Osborns Methode soll zur Anregung des kreativen Denkens in Gruppen beitragen. Die Grundzüge sind einfach: Alle Teilnehmenden äußern spontan ihre Ideen zu einer Fragestellung. Kritik und Diskussionen unterbleiben zunächst. Im Anschluss kann aus der unzensierten Gedankensammlung der Ausgangspunkt für eine Lösung des Problems herausgearbeitet werden.
Theorie und Praxis
Wer Brainstorming einsetzt, erhofft sich davon, dass sich im Endergebnis mehr brauchbare Vorschläge ergeben, als wenn jeder Teilnehmende für sich allein nachdenken würde. Es kommt in der Werbung, bei der Produktentwicklung und Konstruktion, aber auch beim Einstieg in ein Problem sowie bei der grundsätzlichen Ideenfindung zum Einsatz.
Durch ihre Beiträge regen sich die Kollegen zu neuen Ideen an, so die Theorie. Dass das aber nicht immer stimmen muss, zeigen Studien zum Thema. 2005 schrieb „Bild der Wissenschaft“ in der ersten Jahresausgabe, dass sich in rund 50 Studien nachweislich gezeigt habe, dass durch diese Art der Zusammenarbeit in einer Gruppe keine besseren Ergebnisse erzielt werden konnten als bei den Einzelkämpfern.

☆ ☆ ☆ ☆

Aufgabe 1 -
Warum erhofft man sich laut dem Text über Brainstorming von der Methode mehr brauchbare Vorschläge als vom Nachdenken allein? Antworte in ein bis drei Sätzen.
Aufgabe 2 -
Beantworte anhand des Textes über Brainstorming:
(a) Was unterbleibt zunächst, während die Teilnehmenden ihre Ideen äußern?
(b) In welchen Bereichen kommt Brainstorming zum Einsatz?
(c) In wie vielen Studien hat sich laut „Bild der Wissenschaft“ gezeigt, dass die Gruppenarbeit keine besseren Ergebnisse brachte?
Aufgabe 3 -
Gib aus dem Text über Brainstorming den Abschnitt zwischen „Theorie und Praxis“ und „Ideenfindung zum Einsatz.“ einschließlich wörtlich wieder.
Stütze dich nur auf den Text über Brainstorming.

(Aus einer Sammlung entnommene Daten)
☆ ☆ ☆ ☆

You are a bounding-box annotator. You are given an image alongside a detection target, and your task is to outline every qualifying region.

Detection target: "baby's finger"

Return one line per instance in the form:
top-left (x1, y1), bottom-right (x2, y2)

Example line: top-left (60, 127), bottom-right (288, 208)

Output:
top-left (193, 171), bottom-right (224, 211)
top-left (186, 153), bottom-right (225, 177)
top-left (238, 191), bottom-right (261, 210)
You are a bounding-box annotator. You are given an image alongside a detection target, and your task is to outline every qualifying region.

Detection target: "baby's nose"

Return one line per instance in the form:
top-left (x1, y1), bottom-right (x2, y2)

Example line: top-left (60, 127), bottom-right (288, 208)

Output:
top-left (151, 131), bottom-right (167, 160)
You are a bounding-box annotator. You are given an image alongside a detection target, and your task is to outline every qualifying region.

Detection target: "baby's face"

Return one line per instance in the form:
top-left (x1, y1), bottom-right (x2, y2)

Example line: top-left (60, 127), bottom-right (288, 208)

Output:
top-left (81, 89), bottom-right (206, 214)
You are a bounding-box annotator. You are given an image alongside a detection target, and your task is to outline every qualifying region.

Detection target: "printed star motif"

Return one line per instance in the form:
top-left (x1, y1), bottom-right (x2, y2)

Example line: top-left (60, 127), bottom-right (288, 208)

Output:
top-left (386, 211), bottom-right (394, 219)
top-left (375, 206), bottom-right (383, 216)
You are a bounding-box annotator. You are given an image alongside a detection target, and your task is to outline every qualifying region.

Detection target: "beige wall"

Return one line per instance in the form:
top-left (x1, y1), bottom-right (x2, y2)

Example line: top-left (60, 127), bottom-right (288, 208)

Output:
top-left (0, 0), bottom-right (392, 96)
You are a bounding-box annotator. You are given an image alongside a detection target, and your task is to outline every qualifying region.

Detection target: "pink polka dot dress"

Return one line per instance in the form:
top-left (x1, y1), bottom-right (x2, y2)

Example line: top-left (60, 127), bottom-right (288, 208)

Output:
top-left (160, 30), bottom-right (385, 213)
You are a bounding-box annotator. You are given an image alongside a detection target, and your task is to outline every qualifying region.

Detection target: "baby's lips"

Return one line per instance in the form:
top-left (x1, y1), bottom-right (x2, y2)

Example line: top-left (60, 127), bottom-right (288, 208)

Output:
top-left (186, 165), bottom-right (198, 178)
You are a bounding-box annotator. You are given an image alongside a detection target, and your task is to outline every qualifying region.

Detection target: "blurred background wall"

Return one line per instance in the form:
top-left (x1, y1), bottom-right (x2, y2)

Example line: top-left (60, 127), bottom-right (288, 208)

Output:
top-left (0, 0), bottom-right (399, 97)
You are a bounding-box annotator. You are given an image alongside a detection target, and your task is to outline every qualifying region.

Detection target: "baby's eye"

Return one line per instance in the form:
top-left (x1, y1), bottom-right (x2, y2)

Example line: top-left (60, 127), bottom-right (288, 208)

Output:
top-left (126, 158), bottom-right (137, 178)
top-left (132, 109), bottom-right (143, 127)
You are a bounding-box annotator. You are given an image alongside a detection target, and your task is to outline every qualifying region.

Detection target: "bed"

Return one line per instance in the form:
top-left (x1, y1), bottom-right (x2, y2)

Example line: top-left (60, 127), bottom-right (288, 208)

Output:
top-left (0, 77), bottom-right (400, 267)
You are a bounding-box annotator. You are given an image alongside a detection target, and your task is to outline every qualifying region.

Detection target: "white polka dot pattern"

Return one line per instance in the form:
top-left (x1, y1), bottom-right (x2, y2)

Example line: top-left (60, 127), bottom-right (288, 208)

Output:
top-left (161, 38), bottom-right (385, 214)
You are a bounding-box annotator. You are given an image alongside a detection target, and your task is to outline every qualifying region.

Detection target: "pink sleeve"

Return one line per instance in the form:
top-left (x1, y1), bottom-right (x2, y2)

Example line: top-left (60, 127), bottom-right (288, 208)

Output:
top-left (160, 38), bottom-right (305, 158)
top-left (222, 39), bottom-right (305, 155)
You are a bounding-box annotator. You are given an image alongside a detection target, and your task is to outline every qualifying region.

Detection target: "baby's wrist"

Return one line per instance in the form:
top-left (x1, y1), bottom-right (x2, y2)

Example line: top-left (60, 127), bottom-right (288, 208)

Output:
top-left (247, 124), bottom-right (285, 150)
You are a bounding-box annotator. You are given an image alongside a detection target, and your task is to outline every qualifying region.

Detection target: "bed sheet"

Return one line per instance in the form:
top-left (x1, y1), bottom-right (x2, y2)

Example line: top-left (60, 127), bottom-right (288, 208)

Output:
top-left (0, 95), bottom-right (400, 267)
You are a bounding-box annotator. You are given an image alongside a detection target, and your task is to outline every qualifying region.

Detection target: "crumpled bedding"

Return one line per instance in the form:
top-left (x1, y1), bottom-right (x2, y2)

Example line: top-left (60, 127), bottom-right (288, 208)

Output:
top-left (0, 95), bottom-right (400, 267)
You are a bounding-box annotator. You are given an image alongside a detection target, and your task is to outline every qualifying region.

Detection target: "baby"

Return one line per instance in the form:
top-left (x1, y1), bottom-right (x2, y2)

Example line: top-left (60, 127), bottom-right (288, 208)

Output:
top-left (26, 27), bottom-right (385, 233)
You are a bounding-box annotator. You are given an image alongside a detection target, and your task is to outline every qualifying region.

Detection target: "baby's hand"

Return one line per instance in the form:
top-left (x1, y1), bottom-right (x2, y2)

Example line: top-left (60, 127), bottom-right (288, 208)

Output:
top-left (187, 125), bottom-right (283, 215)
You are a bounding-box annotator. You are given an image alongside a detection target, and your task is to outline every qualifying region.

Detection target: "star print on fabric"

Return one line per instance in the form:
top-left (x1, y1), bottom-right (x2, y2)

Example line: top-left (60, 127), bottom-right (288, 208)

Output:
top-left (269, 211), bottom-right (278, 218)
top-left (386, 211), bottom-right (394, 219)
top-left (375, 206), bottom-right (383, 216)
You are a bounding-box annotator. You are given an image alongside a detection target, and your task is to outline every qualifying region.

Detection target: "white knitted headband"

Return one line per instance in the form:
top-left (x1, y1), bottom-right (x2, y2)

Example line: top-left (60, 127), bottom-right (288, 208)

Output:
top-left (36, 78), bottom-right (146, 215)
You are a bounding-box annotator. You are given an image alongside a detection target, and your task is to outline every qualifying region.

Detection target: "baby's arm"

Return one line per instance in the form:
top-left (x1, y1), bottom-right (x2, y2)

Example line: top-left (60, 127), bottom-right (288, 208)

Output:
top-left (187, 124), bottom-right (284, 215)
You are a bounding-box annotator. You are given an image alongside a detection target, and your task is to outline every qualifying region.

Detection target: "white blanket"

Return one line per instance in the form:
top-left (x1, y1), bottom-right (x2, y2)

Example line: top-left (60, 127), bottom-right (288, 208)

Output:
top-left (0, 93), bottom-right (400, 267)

☆ ☆ ☆ ☆

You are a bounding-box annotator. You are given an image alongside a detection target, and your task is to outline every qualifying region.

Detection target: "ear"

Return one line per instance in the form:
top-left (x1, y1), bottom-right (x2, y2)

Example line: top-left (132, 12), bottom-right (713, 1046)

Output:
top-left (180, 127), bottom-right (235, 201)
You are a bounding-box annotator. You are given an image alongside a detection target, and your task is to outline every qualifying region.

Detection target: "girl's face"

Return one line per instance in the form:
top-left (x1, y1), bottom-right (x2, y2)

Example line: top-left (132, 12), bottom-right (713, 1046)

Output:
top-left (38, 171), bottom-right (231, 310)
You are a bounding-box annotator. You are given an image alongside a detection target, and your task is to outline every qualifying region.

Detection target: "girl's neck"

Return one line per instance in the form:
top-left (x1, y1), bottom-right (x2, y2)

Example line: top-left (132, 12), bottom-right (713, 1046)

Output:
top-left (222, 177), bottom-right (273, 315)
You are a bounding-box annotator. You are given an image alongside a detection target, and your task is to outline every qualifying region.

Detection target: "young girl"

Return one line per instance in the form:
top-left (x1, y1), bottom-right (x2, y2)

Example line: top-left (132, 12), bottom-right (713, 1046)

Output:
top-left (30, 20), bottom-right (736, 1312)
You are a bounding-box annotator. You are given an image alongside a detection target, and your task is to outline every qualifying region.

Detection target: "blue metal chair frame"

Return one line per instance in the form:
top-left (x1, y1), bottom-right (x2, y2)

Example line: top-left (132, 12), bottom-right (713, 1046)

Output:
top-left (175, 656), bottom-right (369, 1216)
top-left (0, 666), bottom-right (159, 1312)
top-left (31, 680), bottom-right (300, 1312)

☆ ☆ ☆ ☆

Ausgabe 1 -
Der Theorie nach regen sich die Teilnehmenden durch ihre Beiträge gegenseitig zu neuen Ideen an. Deshalb erwartet man im Endergebnis mehr brauchbare Vorschläge, als wenn jeder für sich allein nachdenken würde.

Ausgabe 2 -
(a) Kritik und Diskussionen.
(b) In der Werbung, bei der Produktentwicklung und Konstruktion, beim Einstieg in ein Problem sowie bei der grundsätzlichen Ideenfindung.
(c) In rund 50 Studien.

Ausgabe 3 -
Theorie und Praxis
Wer Brainstorming einsetzt, erhofft sich davon, dass sich im Endergebnis mehr brauchbare Vorschläge ergeben, als wenn jeder Teilnehmende für sich allein nachdenken würde. Es kommt in der Werbung, bei der Produktentwicklung und Konstruktion, aber auch beim Einstieg in ein Problem sowie bei der grundsätzlichen Ideenfindung zum Einsatz.